→ **Data for the task**
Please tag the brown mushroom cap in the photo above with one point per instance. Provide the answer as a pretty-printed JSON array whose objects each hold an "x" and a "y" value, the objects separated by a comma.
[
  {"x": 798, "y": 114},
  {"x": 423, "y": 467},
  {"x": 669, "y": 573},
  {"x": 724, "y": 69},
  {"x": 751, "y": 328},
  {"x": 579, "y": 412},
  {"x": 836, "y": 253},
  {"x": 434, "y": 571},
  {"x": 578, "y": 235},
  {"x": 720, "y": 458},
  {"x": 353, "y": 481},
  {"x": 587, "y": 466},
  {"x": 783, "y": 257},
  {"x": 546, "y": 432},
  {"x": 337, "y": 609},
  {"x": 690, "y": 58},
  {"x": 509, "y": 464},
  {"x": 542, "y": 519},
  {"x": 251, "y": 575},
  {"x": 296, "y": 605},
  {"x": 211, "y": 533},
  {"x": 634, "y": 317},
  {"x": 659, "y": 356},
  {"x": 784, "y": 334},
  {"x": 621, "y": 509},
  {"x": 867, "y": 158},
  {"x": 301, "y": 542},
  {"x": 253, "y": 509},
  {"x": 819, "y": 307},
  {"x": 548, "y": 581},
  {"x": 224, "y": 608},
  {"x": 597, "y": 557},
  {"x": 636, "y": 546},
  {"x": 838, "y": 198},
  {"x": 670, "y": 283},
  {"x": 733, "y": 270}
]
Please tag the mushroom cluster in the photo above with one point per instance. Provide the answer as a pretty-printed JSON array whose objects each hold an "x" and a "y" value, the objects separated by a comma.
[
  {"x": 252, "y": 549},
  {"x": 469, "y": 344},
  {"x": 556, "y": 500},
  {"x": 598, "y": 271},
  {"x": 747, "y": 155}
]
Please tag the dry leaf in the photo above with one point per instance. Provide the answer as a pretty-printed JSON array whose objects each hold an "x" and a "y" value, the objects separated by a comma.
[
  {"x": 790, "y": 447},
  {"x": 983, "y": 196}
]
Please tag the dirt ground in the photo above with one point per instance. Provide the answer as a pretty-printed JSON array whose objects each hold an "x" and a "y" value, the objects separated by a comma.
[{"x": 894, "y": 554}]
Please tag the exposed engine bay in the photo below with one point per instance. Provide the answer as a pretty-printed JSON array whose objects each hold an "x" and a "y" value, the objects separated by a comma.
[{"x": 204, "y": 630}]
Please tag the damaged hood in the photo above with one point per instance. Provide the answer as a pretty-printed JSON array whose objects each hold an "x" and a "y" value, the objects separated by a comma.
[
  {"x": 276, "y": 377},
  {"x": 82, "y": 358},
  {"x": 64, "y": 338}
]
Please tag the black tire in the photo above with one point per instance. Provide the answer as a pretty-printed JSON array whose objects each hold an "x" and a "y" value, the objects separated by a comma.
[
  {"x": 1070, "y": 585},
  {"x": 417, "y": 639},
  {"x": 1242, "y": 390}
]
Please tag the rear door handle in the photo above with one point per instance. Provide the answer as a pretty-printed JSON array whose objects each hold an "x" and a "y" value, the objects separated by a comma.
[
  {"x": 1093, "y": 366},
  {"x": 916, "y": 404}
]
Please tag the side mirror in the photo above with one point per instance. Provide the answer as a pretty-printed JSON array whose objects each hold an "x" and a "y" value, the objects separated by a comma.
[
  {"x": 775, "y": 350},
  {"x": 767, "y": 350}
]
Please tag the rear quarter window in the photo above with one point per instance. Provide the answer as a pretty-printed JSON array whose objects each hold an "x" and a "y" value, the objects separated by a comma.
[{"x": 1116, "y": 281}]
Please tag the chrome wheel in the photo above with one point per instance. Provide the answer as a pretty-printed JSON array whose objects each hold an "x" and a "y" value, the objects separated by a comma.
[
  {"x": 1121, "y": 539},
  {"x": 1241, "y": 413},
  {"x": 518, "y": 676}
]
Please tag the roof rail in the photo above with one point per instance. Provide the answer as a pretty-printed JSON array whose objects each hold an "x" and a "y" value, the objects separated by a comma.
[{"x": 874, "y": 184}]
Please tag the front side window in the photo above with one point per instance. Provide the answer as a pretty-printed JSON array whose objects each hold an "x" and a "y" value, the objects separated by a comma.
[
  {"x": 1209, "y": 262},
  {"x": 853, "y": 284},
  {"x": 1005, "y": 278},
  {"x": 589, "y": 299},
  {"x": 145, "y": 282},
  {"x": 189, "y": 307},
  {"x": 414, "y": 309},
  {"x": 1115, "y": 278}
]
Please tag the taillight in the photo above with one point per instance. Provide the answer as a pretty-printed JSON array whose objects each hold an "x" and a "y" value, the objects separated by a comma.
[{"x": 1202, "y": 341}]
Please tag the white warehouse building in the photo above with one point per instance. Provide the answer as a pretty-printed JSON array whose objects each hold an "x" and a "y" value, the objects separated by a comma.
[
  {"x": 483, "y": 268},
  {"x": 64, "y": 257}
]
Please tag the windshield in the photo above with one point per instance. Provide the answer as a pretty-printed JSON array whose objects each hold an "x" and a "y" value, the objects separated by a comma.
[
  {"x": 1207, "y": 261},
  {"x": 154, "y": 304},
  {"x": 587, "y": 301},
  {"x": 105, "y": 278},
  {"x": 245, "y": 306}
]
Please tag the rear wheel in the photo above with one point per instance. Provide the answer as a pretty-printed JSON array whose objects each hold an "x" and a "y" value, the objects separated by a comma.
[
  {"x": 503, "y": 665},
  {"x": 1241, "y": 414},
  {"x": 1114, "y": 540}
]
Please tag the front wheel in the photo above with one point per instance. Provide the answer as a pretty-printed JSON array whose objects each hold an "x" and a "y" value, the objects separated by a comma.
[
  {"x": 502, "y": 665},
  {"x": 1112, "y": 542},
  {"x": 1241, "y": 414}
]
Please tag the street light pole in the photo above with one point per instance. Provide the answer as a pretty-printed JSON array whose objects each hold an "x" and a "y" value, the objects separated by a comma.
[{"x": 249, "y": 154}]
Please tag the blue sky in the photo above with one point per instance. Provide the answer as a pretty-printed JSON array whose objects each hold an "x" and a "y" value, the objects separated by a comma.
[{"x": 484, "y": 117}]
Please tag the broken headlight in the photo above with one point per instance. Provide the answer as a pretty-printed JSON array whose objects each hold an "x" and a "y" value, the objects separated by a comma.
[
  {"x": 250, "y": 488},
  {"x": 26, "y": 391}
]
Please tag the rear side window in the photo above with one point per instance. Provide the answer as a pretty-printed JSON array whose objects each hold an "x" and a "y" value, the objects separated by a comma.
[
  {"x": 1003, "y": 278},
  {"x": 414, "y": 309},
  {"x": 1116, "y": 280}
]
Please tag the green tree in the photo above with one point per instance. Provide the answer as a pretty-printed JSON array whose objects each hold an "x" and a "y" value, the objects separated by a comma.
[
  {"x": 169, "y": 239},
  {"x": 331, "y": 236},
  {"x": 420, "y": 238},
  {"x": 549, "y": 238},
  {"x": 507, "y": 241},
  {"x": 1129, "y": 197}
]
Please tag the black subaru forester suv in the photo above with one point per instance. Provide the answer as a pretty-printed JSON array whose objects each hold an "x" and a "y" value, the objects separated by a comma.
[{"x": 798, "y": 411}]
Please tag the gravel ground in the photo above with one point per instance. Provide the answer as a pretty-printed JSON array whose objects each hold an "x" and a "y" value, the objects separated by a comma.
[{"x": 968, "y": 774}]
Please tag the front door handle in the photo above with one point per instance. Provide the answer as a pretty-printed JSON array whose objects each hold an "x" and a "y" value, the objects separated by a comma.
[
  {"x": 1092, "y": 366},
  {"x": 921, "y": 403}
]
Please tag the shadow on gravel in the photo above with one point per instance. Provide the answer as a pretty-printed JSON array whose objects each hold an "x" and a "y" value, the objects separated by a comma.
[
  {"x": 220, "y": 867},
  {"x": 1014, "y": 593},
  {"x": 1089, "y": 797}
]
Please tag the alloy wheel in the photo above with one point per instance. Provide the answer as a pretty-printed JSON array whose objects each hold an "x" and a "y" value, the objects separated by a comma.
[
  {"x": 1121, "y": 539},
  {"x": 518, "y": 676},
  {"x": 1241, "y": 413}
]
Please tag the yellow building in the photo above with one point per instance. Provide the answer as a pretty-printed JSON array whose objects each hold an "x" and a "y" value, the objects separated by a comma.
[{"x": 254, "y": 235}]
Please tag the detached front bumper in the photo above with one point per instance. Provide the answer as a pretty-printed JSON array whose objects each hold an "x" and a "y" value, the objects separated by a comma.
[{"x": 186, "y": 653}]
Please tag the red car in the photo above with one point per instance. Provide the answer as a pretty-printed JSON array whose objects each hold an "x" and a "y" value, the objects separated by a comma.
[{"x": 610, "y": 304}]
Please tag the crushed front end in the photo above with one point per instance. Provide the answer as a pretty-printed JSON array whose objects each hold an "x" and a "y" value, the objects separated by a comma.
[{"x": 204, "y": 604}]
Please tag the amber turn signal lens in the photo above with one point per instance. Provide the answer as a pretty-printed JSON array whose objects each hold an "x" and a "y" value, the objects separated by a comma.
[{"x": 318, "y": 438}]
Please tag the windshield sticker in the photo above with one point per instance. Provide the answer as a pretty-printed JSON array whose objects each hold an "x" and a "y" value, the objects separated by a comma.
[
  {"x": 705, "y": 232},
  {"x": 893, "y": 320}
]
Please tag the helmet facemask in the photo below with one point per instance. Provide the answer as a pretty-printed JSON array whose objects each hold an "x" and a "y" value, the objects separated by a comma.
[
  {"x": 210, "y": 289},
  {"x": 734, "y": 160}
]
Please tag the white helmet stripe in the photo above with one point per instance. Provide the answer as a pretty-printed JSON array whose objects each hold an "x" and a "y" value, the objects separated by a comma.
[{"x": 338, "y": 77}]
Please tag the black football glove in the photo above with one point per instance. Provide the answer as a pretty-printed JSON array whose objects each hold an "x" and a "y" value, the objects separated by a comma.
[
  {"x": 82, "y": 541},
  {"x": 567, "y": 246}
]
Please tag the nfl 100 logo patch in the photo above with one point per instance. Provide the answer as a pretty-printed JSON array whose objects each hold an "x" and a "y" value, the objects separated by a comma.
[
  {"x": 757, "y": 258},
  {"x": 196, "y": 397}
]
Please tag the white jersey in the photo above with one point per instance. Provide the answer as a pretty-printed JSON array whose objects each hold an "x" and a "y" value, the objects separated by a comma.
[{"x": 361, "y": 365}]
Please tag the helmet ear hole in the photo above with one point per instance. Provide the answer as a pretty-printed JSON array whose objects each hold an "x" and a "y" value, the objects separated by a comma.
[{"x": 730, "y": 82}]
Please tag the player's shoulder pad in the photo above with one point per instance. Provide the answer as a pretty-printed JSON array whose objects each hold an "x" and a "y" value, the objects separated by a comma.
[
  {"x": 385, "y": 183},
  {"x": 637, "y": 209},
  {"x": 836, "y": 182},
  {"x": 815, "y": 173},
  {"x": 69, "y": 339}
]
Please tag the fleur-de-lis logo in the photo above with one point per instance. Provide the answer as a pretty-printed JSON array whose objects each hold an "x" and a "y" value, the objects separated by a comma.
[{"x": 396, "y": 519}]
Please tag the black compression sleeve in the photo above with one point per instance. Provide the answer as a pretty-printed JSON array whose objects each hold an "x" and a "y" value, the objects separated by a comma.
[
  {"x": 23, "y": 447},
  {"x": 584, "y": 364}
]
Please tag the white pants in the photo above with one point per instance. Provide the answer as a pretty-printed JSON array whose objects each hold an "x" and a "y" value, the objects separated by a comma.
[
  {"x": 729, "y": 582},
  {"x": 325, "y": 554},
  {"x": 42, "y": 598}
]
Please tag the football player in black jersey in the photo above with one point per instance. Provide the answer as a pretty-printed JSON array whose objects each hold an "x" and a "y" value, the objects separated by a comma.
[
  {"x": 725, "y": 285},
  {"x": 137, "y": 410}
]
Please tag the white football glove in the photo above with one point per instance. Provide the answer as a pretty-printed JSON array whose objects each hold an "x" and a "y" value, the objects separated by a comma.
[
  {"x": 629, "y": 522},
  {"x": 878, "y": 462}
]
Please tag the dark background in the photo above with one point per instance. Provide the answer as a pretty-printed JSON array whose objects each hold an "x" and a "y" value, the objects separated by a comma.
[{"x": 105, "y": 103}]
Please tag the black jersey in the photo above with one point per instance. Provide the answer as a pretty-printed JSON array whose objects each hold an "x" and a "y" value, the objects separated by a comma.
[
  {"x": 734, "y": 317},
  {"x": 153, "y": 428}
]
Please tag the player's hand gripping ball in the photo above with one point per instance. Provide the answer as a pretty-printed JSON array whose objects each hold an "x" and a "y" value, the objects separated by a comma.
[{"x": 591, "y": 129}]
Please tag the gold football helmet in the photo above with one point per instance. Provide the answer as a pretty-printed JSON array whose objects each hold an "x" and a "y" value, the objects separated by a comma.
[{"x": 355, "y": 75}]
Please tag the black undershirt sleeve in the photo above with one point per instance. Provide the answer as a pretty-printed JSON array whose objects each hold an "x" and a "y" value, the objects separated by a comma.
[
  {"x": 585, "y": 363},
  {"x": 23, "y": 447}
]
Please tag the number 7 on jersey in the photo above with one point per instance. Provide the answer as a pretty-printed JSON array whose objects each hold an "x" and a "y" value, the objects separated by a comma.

→ **Do this**
Write out once more the lines above beginning at the line with "Please tag the player's hand"; continue through the final line and stop there.

→ **Written solution**
Please tag the player's hand gripping ball in the photo above with one point per instance. Provide the answer as a pretty-printed JSON array whose objects each hold an "x" and a "y" value, the objects separated by a comma.
[{"x": 591, "y": 129}]
Please tag the gold football helmet in the photo above with one point per instance. Provide the answer as a pretty-printed JSON array whose objects each hold an "x" and a "y" value, the objects separated by a comma.
[{"x": 355, "y": 75}]
Please tag the black undershirt sleeve in the photo above with one point per instance. Provide the answer as a pretty-printed JSON array whose objects each hold an "x" and a "y" value, the objects separated by a comma.
[
  {"x": 585, "y": 363},
  {"x": 23, "y": 447}
]
Please tag the number 7 on jersey in the photo above with one point per instance. Provide the answer as a pretty-printed JSON array whose objects each hold an "x" and a "y" value, the objects separated by a comma.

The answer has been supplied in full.